**WHAT YOU ARE ASKED TO DO:** Search the records for the string "rough" and return each line that has it.

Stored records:
++++++++++

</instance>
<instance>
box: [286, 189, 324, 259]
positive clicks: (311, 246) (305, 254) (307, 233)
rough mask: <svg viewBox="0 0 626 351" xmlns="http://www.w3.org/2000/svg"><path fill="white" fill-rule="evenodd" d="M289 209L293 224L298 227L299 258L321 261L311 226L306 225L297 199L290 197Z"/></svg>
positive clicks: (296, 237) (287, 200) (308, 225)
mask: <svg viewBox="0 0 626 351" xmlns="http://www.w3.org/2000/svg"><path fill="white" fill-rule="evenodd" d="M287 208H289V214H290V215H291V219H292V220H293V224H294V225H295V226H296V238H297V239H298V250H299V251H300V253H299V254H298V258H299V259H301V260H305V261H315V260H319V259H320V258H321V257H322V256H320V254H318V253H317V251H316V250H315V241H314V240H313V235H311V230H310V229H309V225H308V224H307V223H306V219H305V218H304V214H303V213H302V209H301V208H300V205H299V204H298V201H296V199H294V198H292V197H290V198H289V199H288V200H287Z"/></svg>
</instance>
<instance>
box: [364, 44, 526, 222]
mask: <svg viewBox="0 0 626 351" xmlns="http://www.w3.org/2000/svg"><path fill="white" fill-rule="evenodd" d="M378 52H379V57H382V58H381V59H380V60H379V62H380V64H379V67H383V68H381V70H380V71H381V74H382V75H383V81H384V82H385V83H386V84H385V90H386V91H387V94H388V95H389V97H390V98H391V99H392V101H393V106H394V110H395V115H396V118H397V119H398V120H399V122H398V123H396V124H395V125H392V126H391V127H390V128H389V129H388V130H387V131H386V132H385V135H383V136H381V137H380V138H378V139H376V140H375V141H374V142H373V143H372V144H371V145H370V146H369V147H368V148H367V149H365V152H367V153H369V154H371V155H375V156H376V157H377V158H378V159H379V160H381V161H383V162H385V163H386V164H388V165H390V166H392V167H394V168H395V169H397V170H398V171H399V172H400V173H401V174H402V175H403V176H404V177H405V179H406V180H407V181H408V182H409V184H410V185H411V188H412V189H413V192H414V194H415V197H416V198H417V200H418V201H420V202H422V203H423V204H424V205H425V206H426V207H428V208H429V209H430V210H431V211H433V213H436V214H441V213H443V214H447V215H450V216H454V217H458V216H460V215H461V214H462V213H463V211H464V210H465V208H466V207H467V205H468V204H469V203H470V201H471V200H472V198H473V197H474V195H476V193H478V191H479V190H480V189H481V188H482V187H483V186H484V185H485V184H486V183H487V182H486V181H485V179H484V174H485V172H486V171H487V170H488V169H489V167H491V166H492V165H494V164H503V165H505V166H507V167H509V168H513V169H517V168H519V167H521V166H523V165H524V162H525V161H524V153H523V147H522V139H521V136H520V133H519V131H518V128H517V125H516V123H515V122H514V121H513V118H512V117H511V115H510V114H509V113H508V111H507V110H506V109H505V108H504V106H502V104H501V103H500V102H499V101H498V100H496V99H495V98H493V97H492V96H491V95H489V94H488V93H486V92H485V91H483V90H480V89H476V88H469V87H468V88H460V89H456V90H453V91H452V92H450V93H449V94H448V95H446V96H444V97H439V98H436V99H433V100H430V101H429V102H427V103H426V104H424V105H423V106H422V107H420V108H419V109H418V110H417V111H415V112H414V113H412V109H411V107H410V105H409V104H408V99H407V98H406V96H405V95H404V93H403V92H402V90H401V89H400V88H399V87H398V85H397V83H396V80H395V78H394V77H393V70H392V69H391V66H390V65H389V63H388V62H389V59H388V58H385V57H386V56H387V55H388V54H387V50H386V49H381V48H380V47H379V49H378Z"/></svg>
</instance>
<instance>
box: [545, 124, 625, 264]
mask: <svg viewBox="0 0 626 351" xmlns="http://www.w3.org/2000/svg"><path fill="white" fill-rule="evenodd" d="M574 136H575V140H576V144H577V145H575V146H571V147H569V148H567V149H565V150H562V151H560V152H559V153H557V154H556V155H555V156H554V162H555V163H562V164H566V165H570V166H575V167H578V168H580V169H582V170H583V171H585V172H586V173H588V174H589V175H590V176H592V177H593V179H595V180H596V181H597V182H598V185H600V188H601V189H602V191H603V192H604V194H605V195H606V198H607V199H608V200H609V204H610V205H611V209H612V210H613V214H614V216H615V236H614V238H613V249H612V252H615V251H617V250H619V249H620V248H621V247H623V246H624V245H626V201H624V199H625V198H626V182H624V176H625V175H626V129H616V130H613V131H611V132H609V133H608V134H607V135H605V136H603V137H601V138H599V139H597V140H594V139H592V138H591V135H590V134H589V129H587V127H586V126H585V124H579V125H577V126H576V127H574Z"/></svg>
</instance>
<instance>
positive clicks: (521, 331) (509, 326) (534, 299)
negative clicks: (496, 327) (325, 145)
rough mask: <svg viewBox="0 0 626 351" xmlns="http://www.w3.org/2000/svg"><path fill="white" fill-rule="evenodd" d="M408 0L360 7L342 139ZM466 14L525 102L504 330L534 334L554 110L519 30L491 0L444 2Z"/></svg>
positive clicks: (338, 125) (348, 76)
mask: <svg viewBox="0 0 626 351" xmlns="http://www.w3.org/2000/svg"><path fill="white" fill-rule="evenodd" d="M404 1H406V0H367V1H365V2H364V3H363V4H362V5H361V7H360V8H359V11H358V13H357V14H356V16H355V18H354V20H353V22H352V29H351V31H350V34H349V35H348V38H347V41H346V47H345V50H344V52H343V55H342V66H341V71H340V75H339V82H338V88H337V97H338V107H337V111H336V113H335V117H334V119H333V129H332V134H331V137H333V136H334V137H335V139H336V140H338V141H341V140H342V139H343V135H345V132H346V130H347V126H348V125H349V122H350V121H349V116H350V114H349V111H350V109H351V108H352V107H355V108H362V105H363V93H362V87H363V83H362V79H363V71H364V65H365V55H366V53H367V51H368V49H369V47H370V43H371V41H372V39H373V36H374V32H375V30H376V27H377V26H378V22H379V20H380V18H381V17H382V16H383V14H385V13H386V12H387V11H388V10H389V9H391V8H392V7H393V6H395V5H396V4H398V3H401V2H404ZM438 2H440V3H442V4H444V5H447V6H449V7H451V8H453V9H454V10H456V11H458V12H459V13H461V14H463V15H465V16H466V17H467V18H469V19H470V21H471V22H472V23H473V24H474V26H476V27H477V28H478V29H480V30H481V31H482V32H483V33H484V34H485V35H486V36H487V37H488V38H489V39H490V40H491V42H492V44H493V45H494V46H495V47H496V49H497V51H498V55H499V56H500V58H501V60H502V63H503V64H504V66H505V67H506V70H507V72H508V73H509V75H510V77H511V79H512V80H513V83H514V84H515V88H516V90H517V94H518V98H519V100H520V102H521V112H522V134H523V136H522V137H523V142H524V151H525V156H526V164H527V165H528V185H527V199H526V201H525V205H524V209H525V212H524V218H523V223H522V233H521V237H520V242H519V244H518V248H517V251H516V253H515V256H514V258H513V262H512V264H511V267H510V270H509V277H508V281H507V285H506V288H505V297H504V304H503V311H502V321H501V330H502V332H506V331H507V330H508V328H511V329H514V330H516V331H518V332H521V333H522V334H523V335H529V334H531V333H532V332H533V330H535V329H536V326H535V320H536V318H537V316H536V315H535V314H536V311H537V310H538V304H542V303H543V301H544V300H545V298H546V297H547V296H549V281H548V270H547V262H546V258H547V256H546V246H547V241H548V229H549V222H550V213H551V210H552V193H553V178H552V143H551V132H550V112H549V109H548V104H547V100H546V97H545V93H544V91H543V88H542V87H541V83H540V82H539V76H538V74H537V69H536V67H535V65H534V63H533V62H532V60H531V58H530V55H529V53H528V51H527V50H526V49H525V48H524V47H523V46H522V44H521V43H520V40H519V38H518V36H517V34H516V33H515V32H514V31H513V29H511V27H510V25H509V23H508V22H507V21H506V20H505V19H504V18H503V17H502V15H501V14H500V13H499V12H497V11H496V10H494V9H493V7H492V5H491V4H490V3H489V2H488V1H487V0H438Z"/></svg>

++++++++++

**COMPLETED TASK:**
rough mask: <svg viewBox="0 0 626 351" xmlns="http://www.w3.org/2000/svg"><path fill="white" fill-rule="evenodd" d="M289 209L293 224L298 227L299 258L321 261L311 226L306 225L297 199L290 197Z"/></svg>
rough mask: <svg viewBox="0 0 626 351" xmlns="http://www.w3.org/2000/svg"><path fill="white" fill-rule="evenodd" d="M408 0L360 7L342 139ZM466 14L525 102L504 330L534 334L554 110L519 30L491 0L444 2Z"/></svg>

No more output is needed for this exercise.